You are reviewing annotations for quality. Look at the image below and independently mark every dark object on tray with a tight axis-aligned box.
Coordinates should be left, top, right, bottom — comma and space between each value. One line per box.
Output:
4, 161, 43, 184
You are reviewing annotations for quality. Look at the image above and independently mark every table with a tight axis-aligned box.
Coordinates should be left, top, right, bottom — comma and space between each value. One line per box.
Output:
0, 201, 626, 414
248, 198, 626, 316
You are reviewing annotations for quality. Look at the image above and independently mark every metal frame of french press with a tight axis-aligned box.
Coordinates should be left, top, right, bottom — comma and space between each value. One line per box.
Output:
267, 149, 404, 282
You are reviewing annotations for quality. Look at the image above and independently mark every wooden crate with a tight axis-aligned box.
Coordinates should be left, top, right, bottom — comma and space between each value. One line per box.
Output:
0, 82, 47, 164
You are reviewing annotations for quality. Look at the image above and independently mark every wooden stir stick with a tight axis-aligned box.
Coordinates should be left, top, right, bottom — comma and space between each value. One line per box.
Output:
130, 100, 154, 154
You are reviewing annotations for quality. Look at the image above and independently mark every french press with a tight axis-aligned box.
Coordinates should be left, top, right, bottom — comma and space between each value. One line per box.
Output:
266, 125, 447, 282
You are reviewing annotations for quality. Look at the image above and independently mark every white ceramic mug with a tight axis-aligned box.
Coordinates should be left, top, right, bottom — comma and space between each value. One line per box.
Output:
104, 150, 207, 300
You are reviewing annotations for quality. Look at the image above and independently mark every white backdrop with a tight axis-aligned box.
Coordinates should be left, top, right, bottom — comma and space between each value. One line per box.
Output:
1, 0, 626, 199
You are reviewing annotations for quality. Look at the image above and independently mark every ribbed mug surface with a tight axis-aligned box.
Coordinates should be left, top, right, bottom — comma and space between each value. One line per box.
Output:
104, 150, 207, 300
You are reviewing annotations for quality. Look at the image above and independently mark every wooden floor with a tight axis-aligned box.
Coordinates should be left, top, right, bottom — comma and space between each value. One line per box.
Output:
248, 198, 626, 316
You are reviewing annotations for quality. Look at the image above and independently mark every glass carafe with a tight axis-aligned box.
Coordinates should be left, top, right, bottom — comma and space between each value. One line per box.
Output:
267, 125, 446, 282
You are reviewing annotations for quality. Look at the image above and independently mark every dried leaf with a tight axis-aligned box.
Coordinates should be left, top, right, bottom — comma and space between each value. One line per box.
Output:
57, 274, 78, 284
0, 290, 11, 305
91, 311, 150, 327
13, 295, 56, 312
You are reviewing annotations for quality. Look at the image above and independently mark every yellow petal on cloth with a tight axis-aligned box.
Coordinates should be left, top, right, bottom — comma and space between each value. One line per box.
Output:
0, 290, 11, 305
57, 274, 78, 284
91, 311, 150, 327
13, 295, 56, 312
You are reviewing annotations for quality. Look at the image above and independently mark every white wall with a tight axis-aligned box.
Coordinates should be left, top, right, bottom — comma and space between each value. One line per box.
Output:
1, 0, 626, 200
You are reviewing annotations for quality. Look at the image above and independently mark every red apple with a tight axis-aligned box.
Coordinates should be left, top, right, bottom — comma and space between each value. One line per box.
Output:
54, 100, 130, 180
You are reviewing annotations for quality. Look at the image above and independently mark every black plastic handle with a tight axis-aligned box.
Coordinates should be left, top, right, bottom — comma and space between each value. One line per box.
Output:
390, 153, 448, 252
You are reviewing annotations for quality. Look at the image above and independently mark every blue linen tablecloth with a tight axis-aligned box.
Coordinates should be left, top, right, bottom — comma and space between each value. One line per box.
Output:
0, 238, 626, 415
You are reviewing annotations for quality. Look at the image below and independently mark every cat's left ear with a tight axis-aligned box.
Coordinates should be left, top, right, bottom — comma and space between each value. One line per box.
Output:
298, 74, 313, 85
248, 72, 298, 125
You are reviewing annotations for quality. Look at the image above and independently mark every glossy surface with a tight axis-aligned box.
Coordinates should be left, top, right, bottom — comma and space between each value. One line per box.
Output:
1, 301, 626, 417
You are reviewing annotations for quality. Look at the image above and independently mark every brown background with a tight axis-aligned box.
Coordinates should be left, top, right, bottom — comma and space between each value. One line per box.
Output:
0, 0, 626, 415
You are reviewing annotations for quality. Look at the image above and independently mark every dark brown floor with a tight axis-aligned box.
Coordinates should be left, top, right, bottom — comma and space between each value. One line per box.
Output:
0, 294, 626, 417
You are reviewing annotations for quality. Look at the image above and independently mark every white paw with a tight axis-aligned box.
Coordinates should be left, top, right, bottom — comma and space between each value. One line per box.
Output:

******

- WORK REQUIRED:
Rewrite all of the data above, substituting "upright" for every occurrence of "axis-aligned" and leaving everything else unchanged.

- TASK ANSWER:
You are reviewing annotations for quality. Look at the image below and independently mark every dark object on tray with a tight upright box.
Coordinates should be left, top, right, bottom — comma and space between each value. One line per box.
Output:
4, 161, 43, 184
You are reviewing annotations for quality. Look at the image above and independently mark every table with a tight upright box.
Coordinates should be left, top, right, bottom — comma and space between each value. One line per box.
Output:
0, 201, 626, 414
248, 198, 626, 316
You are reviewing annotations for quality. Look at the image above and independently mark every metal frame of french press with a tight upright box.
Coordinates should be left, top, right, bottom — comma and space between each value. One line per box.
Output:
267, 149, 404, 282
You are reviewing annotations for quality. Look at the image above and independently mark every wooden crate with a tight upright box.
Coordinates should be left, top, right, bottom — comma and space between each value. One line per box.
Output:
0, 82, 47, 164
You are reviewing annotations for quality. Look at the image above and independently mark every wooden stir stick with a tight upright box.
Coordinates should be left, top, right, bottom — comma and space between each value. One line per box.
Output:
130, 100, 154, 154
You are reviewing annotations for quality. Look at the image above and independently mark every french press with a tight upright box.
Coordinates should be left, top, right, bottom — comma and space between each value. One line per box.
Output:
266, 125, 447, 282
You are reviewing annotations for quality. Look at the image above and independently mark every white ceramic mug with a tight upright box.
Coordinates should be left, top, right, bottom — comma and space between each value. One line per box.
Output:
104, 150, 207, 300
You are reviewing annotations for quality. Look at the image above and independently mark every white backdrop with a tight upright box.
Coordinates should be left, top, right, bottom — comma and space between each value. One line per box.
Output:
1, 0, 626, 199
You are reviewing annotations for quality. Look at the image above and independently mark every ribbed mug surface with a tight upright box.
Coordinates should be left, top, right, bottom — comma and space between each value. One line per box.
Output:
104, 150, 207, 300
You are reviewing annotations for quality. Look at the image above and independently mark every wooden floor with a tight upright box.
Coordinates should be left, top, right, bottom — comma and space between each value. One line per box.
Output:
248, 198, 626, 316
You are reviewing annotations for quality. Look at the image above and independently mark every glass carafe with a tight upright box.
Coordinates should be left, top, right, bottom — comma and space between each value. One line per box.
Output:
267, 125, 446, 282
You are reviewing annotations for quality. Look at the image above and independently mark every dried leaf with a tight upright box.
Coordinates should be left, top, right, bottom — comma and space between each value. One line per box.
Output:
57, 274, 78, 284
0, 290, 11, 305
91, 311, 150, 327
13, 295, 56, 312
You are reviewing annotations for quality. Look at the image above and independently mark every yellow petal on cloth with a tight upright box.
Coordinates should be left, top, right, bottom — comma and space between each value. One line per box.
Output:
0, 290, 11, 305
57, 274, 78, 284
91, 311, 150, 327
13, 295, 56, 312
You are reviewing annotations for quality. Look at the image above and independently mark every white wall with a tight upright box.
Coordinates should be left, top, right, bottom — comma and space between each value. One line per box.
Output:
1, 0, 626, 200
You are reviewing annotations for quality. Look at the image above and independently mark every red apple with a tight upright box.
Coordinates should be left, top, right, bottom — comma and space between each value. One line per box.
Output:
54, 100, 130, 180
You are reviewing annotations for quality. Look at the image above and independently mark every black plastic handle with a tight upright box.
Coordinates should be left, top, right, bottom — comma and space between each value. One line per box.
Output:
390, 153, 448, 252
You are reviewing annotations for quality. Look at the image above and independently mark every blue linen tablecloth with a tight upright box.
Coordinates should be left, top, right, bottom — comma and space between each value. One line per box.
Output:
0, 238, 626, 415
You are reviewing annotations for quality. Look at the image below and independently mark every cat's left ear with a tight upright box.
Coordinates should be left, top, right, bottom — comma and space between each value. One line per box.
Output:
298, 74, 313, 85
248, 72, 298, 125
You are reviewing annotations for quality. Look at the image above and independently mark every glossy surface with a tight upright box.
Coordinates should be left, top, right, bottom — comma and space between each value. One line per box.
Output:
1, 301, 626, 417
You are reviewing annotations for quality. Look at the image above and independently mark every brown background with a tight upright box.
Coordinates should be left, top, right, bottom — comma and space between each value. One line per box.
Output:
0, 0, 626, 415
You are reviewing annotations for quality. Look at the image above and independently mark every dark brown floor with a tight upright box.
Coordinates should be left, top, right, bottom — comma and space between each value. One line per box.
Output:
0, 294, 626, 417
You are reviewing annotations for quality. Look at the image above and independently mark every white paw with a tight upright box.
Coordinates should be left, top, right, bottom — comma and space between each value. One line per box.
Output:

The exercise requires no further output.